__Goal of the exercise__. Print the lines word for word, from the start of the entries through the line containing "[[491, 288, 600, 401], [0, 0, 220, 449]]", including both ends.

[Stored items]
═══
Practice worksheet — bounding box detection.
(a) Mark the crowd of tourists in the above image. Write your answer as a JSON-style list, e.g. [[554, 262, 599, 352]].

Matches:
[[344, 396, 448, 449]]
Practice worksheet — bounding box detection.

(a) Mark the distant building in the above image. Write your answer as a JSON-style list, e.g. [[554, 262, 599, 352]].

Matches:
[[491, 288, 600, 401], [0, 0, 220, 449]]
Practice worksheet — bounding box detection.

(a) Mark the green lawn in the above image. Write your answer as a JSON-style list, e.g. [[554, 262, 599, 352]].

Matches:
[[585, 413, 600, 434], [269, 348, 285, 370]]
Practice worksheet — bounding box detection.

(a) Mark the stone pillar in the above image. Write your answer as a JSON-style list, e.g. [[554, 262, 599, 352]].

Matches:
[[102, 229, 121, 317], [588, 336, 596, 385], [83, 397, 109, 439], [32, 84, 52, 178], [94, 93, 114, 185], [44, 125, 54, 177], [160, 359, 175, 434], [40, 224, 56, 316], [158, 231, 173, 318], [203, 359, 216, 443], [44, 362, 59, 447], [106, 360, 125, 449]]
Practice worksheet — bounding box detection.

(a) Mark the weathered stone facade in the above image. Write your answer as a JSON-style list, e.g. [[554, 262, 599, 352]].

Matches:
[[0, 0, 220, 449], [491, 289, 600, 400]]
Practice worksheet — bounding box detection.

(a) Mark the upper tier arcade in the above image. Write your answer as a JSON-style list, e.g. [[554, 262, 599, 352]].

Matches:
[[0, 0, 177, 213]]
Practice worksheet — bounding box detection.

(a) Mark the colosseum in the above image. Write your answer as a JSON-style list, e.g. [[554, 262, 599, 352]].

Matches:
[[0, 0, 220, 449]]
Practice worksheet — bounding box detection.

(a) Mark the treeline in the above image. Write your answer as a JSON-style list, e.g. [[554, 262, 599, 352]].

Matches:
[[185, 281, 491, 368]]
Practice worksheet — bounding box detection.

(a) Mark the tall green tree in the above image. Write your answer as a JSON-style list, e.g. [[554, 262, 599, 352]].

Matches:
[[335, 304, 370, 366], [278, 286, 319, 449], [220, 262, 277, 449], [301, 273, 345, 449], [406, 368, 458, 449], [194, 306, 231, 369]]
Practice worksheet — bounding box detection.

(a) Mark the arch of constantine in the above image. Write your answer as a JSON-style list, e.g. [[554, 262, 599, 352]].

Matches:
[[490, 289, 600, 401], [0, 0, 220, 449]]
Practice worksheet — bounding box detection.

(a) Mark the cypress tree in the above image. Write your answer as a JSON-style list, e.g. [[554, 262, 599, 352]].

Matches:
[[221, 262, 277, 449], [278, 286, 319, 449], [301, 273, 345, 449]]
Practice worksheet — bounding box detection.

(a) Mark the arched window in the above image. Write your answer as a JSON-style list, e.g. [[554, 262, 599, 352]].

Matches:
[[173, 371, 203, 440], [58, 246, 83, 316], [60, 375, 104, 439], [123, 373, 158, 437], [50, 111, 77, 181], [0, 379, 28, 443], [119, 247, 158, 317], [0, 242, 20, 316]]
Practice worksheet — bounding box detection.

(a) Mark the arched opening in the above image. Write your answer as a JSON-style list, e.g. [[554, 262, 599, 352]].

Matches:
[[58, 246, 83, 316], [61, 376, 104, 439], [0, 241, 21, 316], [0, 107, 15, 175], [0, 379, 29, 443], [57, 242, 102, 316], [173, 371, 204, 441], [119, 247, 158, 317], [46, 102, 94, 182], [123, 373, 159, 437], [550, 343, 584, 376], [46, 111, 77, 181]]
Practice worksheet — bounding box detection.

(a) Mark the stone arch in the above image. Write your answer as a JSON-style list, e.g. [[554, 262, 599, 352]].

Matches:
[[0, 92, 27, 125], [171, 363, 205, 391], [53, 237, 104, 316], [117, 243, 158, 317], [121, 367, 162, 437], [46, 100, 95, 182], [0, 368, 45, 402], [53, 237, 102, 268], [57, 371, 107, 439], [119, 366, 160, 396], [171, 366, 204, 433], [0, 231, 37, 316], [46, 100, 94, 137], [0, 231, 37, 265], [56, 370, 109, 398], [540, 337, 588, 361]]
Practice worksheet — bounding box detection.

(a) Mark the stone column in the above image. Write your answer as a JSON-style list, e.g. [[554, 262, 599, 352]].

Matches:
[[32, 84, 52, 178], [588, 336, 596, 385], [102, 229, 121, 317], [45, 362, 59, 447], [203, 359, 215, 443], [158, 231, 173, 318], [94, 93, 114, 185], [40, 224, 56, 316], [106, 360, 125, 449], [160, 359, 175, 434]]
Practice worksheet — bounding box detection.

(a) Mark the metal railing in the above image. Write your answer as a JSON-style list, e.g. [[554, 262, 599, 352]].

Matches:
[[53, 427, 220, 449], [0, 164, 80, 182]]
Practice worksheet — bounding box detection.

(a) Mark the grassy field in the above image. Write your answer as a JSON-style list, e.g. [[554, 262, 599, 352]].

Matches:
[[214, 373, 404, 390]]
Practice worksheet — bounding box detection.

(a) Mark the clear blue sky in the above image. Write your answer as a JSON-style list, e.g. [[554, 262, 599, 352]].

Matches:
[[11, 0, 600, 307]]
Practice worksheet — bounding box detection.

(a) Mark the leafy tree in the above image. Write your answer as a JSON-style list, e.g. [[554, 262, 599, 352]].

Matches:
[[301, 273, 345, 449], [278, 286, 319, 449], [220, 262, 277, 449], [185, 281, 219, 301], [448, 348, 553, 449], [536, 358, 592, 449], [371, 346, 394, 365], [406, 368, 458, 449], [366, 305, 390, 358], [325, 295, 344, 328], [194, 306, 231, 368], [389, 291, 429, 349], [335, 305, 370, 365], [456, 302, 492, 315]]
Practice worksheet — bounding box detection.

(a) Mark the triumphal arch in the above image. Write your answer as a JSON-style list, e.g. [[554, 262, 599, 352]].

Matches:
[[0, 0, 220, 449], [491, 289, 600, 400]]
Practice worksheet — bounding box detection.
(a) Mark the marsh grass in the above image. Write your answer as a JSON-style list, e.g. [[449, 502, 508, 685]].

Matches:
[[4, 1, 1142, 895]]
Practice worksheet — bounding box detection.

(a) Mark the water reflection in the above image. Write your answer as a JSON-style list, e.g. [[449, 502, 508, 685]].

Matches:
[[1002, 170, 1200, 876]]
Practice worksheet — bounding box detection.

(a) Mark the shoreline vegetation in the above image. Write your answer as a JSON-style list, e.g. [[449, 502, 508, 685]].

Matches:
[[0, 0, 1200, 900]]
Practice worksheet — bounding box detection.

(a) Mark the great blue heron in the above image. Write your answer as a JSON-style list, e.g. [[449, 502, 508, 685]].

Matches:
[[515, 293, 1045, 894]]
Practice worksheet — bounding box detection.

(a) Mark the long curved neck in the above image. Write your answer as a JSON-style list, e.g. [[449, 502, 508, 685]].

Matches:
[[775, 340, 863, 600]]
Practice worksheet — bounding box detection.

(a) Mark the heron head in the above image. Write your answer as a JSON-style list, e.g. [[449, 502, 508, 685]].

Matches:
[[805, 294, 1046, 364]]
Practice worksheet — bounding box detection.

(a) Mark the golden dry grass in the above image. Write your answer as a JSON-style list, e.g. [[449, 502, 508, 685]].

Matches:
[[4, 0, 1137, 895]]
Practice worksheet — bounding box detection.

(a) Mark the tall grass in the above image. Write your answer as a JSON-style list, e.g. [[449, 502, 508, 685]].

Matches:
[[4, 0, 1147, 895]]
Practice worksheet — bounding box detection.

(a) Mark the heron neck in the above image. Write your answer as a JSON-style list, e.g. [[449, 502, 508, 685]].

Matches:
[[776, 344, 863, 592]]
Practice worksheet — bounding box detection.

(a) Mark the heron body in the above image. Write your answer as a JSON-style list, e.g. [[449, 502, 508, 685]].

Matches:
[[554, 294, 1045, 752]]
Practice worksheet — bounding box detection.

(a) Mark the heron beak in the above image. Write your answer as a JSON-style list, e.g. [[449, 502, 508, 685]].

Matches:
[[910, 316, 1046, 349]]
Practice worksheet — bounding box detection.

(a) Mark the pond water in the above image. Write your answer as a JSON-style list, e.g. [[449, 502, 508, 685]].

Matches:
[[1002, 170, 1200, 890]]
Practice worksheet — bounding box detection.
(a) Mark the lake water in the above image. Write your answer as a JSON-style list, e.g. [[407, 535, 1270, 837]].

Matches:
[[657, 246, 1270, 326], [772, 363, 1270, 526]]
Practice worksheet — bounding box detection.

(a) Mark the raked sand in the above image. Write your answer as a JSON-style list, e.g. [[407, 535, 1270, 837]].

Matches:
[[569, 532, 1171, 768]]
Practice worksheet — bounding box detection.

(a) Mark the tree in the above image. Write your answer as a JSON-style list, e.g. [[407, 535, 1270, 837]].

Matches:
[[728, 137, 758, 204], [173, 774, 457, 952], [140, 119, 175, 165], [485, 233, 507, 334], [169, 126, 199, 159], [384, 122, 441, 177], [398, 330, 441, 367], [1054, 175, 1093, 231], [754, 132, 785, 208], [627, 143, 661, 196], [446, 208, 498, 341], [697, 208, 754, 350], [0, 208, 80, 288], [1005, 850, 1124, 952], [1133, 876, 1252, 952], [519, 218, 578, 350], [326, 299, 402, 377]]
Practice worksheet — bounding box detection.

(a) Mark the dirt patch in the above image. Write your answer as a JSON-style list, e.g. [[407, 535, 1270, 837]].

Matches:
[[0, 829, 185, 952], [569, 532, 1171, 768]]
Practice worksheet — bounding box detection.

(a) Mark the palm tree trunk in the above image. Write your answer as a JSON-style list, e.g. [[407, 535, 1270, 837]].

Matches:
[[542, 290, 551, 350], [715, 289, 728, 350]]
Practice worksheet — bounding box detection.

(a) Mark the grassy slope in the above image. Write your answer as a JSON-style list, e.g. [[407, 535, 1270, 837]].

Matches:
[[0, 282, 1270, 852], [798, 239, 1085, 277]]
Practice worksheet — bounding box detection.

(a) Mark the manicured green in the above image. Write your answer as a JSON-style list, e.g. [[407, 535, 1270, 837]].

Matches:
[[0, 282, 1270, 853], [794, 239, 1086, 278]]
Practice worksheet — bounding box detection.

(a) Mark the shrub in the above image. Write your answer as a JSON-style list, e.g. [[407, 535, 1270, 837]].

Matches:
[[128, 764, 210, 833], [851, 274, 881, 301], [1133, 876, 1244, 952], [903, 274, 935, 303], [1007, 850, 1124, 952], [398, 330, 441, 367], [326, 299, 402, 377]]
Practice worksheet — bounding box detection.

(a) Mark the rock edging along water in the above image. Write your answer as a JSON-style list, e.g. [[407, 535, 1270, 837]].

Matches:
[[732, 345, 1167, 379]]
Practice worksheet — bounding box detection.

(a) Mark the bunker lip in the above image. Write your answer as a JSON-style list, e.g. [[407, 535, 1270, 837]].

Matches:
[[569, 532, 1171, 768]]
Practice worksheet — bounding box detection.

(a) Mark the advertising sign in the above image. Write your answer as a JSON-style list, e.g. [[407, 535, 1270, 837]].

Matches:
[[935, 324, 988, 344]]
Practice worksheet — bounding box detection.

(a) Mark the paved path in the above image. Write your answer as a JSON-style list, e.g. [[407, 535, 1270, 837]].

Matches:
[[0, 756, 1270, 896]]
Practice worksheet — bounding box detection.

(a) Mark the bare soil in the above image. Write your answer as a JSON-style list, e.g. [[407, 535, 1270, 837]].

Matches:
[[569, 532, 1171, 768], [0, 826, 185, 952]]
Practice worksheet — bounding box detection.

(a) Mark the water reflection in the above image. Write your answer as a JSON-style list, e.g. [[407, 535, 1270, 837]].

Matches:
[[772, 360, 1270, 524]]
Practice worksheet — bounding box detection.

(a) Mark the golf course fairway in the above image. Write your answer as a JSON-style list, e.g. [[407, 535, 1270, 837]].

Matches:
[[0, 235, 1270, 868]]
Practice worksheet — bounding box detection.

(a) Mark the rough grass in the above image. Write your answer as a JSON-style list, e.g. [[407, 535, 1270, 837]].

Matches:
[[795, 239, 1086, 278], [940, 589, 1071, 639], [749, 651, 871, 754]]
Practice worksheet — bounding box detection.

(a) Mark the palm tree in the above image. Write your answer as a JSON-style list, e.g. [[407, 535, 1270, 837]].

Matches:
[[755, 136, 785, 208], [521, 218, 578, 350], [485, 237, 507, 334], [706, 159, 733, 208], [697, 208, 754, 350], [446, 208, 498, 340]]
═══
__Response__.
Practice worksheet — bounding box detection.
(a) Mark the crowd of tourists in the above image. Write your answer as a JSON-style list, e.g. [[554, 262, 599, 352]].

Matches:
[[344, 396, 448, 449]]
Practice worksheet — bounding box detection.

(a) Mark the distant building in the above image. Write your answer as a JSON-style list, e.g. [[554, 262, 599, 352]].

Matches:
[[491, 288, 600, 401], [0, 0, 220, 449]]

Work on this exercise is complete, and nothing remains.